(Rows for bounding box labeling)
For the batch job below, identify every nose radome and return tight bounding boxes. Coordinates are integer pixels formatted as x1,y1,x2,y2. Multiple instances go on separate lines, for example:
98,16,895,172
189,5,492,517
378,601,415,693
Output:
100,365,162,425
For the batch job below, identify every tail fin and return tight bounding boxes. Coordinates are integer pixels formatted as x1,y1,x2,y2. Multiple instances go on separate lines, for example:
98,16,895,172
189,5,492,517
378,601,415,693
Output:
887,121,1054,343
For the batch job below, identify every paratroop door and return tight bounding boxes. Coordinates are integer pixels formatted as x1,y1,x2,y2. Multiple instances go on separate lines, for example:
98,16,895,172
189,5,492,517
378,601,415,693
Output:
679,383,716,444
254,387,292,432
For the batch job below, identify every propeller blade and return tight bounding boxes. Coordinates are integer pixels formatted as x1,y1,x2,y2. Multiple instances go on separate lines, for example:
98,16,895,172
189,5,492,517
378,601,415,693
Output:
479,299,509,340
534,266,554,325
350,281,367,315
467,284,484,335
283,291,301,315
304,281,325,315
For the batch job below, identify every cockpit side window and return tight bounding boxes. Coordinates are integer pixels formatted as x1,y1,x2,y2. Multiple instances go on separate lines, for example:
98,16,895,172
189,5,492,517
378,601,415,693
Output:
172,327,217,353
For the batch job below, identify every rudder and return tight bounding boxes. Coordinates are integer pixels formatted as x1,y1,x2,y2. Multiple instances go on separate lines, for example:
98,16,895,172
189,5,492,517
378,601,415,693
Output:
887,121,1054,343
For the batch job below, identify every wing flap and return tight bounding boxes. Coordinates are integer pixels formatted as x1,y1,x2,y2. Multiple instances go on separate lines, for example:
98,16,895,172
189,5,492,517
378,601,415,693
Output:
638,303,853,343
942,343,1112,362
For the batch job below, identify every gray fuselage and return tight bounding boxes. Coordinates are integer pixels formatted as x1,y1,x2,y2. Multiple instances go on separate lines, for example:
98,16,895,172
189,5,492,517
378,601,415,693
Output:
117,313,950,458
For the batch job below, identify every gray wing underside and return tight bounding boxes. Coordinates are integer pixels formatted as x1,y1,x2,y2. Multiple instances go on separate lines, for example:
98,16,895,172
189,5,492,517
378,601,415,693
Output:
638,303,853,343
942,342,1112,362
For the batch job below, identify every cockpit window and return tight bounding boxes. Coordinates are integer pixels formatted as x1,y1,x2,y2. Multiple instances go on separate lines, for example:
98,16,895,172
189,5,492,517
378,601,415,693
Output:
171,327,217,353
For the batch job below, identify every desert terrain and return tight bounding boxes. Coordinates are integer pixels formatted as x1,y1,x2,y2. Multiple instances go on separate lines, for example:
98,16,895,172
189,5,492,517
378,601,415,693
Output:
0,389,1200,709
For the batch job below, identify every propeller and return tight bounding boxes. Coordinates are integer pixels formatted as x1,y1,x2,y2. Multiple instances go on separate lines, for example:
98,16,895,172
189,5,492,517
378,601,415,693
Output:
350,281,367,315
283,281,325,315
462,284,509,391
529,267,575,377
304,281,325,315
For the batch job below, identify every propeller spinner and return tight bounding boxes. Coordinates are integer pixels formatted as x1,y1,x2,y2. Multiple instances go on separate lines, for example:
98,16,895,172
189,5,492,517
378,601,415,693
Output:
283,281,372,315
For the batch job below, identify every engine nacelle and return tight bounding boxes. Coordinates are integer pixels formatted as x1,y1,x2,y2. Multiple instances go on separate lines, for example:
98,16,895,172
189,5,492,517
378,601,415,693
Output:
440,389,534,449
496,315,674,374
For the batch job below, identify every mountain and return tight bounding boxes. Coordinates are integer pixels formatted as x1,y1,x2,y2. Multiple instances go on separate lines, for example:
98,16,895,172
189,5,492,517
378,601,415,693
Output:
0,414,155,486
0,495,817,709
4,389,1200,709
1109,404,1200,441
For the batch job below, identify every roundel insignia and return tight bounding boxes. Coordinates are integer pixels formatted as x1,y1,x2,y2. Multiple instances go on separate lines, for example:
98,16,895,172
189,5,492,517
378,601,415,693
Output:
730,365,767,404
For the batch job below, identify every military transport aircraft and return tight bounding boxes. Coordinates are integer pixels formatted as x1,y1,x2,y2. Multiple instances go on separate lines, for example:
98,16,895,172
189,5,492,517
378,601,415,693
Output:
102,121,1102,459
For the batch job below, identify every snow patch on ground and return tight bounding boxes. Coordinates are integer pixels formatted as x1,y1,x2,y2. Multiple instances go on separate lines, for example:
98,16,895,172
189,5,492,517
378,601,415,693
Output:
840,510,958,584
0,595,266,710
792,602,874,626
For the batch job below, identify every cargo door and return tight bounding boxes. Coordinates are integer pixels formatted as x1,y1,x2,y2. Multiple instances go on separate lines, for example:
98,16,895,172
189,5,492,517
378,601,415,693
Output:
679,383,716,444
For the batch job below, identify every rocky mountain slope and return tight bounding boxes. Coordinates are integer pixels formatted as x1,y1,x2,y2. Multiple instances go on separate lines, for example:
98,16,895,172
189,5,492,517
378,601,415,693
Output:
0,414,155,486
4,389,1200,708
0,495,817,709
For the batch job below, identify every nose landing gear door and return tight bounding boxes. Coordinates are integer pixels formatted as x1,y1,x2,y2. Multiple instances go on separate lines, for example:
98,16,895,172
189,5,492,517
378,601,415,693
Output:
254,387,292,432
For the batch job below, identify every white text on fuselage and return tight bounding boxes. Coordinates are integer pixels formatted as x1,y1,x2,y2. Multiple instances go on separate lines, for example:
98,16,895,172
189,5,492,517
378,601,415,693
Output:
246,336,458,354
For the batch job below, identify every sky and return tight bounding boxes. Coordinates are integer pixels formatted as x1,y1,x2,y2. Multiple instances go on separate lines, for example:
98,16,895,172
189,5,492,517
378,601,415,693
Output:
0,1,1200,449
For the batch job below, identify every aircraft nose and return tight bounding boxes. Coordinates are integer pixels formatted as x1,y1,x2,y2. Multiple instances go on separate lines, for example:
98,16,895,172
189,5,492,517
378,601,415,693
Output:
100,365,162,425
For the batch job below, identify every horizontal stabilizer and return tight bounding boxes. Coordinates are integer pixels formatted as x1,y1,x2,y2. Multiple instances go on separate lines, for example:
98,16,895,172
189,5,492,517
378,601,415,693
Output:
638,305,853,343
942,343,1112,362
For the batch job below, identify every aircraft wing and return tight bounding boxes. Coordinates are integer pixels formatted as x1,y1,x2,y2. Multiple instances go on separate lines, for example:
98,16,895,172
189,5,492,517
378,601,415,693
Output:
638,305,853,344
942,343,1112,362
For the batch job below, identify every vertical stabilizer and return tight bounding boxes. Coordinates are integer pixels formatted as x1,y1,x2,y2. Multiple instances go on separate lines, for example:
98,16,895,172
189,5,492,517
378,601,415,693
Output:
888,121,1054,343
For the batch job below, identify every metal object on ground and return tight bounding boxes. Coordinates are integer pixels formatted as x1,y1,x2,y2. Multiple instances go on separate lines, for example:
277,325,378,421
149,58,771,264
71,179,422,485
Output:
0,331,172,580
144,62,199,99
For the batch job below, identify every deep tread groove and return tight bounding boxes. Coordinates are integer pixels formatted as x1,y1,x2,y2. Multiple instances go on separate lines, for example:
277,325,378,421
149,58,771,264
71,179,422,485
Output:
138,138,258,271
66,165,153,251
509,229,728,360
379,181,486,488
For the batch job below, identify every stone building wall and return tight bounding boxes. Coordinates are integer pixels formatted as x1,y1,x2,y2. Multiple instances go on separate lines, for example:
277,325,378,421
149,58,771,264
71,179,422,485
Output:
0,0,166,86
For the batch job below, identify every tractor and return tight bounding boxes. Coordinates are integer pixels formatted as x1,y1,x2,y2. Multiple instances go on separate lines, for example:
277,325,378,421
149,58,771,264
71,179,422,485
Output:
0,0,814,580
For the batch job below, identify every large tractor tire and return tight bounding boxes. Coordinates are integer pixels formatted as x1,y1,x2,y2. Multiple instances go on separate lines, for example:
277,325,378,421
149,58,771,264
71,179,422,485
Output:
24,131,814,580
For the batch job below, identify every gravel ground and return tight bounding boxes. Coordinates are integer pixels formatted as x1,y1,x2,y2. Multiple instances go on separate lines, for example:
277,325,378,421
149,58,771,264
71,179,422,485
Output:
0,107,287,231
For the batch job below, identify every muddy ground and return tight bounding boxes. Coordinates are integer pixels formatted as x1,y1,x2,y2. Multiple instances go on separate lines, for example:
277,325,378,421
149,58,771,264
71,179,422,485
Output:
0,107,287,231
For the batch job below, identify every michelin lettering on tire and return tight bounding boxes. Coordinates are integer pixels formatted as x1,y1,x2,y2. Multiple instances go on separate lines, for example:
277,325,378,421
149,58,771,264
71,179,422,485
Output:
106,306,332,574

◆ The request ◆
Print verbatim the portion of the rows above that opens with the line containing "For the batch job below, identify every roundel" and closes with the line containing "730,365,767,404", including both of those lines.

◆ Full solution ◆
For the batch job below, identify every roundel insignia and return tight bounding boxes. Coordinates are integer pixels formatted as x1,y1,x2,y2. Multiple instances go on separate lines, for example:
98,16,895,172
189,5,492,517
378,601,415,693
Output:
730,365,767,404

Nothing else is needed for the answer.